------ PASSAGE SHOWN ------

Monday, January 07, 2013

Reading multiple files with servlets. HTML 5.

Intro

In this example we check how to process the form having one input of file type where a user chooses several files at once. We use Servlet specification of version 3.0 which is implemented in Tomcat server 7. First of all I'd recommend to get familiar with this post to perform proper configuration of your Java application and development environment. Then.. Let's start.
The example (tutorial) application will use simple html page (JSP is not used in this example). That page has one form allowing to choose several files through one dialog and then post button to submit the data. Under the form there will be a frame where the form will return the result to.
Not to make the example too complex lets say our application will be printing the content of each file to that frame with the corresponding filenames. Once you understand how it works you may process the files in any other way rather than printing their content.
So we need to pass through several steps to accomplish the goal. They are:

  1. Create html form
  2. Create servlet
  3. Process the data (read multiple files with servlet)

HTML Form

Form is the facility to post your data from your client to the server. Either you're using CGI approach or servlet like in this example you have to consider two things:
  • which data and in which format you're going to send
  • which URL the server should interpret as your data handler
The simple page body we'll be using looks like this

HTML form - Upload files with servlet example


<body>
 <form id="example-form" 
  action="HandlerServlet"

------ RAW DATA ------

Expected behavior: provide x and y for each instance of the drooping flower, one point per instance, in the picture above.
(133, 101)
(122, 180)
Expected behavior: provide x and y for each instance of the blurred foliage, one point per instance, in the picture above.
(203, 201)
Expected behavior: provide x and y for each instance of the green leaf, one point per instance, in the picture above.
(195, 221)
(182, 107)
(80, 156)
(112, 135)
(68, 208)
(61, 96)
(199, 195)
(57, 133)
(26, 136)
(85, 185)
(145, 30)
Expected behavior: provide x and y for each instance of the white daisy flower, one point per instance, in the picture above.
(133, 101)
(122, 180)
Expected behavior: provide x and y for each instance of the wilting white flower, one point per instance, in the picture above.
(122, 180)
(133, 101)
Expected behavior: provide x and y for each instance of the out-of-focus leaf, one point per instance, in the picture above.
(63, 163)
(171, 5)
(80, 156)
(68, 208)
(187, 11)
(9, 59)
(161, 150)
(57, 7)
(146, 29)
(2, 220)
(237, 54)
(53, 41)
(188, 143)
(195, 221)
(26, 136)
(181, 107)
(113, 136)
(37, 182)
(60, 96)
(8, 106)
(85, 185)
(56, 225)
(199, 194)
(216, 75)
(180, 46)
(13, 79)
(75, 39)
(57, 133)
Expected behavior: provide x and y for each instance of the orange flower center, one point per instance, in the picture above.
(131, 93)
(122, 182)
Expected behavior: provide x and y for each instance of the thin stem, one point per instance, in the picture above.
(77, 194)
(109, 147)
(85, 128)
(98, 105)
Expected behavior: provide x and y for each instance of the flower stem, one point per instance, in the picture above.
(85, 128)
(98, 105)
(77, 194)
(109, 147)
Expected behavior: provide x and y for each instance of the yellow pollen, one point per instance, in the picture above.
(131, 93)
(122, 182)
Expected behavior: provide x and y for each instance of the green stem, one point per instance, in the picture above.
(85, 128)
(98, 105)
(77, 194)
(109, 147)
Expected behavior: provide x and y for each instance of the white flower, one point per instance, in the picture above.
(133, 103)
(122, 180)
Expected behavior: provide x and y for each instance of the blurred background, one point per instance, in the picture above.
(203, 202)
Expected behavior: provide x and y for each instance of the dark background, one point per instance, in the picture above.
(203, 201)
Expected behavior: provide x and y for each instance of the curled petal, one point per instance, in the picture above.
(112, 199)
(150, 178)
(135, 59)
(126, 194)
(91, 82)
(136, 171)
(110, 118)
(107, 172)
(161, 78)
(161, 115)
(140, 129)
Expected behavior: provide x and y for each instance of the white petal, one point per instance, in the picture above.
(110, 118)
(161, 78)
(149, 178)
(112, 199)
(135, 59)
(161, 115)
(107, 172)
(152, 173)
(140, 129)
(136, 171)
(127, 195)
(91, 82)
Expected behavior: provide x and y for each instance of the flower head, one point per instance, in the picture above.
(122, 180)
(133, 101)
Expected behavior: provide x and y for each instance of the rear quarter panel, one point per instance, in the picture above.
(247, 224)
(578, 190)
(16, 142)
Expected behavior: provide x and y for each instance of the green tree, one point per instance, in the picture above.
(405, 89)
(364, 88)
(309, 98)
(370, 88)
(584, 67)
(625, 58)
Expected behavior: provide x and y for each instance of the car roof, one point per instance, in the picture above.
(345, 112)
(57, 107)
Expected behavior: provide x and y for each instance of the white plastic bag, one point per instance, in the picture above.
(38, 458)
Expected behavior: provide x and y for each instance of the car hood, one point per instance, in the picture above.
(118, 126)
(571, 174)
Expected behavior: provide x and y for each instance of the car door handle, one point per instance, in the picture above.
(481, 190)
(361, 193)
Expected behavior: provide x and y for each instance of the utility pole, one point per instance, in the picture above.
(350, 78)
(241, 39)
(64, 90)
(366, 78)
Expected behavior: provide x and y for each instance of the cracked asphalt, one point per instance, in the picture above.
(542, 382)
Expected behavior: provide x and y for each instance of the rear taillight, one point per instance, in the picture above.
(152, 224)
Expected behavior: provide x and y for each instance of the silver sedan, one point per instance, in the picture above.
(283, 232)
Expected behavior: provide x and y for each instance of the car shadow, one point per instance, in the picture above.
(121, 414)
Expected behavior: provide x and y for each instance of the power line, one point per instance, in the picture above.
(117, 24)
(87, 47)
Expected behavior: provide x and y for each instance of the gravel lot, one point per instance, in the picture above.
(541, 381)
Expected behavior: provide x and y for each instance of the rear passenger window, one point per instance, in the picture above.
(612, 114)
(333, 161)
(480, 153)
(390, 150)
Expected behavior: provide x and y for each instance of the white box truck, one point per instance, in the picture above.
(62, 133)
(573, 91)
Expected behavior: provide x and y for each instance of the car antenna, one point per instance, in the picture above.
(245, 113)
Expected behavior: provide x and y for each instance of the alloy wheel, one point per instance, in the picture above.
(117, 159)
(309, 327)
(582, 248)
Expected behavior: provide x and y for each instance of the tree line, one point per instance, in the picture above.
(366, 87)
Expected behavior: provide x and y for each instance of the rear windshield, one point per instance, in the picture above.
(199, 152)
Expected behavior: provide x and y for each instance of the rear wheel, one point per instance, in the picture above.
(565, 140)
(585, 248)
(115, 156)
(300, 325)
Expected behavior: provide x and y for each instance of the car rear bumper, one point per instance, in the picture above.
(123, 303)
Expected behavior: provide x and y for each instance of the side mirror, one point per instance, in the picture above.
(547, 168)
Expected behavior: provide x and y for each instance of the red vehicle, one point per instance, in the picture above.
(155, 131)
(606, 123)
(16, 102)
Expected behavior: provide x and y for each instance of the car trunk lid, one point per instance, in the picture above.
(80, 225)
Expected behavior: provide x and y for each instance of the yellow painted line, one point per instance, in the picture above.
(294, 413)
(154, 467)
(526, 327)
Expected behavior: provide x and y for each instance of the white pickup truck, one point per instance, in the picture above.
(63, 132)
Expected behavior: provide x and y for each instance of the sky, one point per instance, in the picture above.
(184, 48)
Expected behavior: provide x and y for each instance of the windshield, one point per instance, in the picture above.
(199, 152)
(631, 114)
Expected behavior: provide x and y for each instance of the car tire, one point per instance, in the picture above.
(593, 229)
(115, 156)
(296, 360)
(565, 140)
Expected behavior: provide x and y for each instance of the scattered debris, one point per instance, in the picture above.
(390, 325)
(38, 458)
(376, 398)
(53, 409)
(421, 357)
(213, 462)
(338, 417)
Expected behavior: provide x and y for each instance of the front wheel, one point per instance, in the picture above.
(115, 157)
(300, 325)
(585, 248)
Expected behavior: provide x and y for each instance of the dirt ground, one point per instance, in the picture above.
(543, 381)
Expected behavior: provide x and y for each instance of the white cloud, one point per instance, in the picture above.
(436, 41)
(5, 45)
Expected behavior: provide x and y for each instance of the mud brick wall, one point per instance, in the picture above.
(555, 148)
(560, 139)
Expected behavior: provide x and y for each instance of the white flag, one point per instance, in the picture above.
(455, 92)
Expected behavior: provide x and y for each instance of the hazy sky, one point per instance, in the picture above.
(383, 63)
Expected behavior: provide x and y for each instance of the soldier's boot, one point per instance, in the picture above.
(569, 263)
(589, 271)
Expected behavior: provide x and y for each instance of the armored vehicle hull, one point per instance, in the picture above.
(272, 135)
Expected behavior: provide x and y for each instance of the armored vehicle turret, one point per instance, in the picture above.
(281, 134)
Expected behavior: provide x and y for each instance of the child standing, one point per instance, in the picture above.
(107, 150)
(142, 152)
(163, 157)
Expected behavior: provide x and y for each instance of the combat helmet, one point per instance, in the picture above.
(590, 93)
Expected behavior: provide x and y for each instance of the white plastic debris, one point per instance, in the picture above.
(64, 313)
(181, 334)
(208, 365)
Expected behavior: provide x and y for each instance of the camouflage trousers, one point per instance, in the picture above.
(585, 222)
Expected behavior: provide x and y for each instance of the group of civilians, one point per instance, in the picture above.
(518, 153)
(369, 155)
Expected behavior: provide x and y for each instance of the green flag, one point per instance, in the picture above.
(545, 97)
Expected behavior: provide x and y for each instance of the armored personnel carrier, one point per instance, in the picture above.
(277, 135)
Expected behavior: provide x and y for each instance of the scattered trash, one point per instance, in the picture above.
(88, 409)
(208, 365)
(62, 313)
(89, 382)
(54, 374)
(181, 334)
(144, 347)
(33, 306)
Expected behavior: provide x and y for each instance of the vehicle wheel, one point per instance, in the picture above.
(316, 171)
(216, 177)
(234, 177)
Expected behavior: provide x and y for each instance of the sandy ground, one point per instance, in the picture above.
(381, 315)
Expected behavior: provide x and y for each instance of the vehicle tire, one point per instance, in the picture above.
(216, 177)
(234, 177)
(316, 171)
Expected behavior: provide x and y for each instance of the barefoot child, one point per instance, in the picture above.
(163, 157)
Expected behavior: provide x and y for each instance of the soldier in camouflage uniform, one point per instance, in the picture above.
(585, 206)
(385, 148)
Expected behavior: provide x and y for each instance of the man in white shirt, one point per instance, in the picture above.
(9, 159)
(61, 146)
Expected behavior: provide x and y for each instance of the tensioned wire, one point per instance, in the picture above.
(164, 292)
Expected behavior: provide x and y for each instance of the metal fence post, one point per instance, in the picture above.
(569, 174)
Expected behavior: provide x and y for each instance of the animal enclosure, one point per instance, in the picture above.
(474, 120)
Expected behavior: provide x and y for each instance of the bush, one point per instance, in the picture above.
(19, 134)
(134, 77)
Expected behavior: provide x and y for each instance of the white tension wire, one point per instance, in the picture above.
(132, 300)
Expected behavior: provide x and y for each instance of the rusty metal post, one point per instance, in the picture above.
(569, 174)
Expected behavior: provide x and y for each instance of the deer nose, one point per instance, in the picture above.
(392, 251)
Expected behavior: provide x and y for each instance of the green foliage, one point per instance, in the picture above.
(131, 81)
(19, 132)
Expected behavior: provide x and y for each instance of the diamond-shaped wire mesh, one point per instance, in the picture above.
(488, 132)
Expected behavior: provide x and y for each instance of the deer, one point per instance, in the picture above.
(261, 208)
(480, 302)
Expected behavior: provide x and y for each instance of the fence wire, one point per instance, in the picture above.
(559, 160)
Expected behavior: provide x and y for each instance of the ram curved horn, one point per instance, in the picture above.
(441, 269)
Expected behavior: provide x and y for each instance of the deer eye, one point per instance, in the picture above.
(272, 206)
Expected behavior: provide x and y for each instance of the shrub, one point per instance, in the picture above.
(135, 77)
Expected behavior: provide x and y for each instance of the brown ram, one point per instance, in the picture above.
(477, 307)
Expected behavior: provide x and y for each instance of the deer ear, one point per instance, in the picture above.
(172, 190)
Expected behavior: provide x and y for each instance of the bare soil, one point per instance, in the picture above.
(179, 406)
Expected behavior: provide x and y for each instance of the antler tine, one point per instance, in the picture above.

------

> [EXERCISE TASK]: Rewrite the servlet tutorial from "The example (tutorial)" to "files with servlet)", putting "panel" in place of "frame" wherever it occurs.

> [RESPONSE BELOW]:
The example (tutorial) application will use simple html page (JSP is not used in this example). That page has one form allowing to choose several files through one dialog and then post button to submit the data. Under the form there will be a panel where the form will return the result to.
Not to make the example too complex lets say our application will be printing the content of each file to that panel with the corresponding filenames. Once you understand how it works you may process the files in any other way rather than printing their content.
So we need to pass through several steps to accomplish the goal. They are:

  1. Create html form
  2. Create servlet
  3. Process the data (read multiple files with servlet)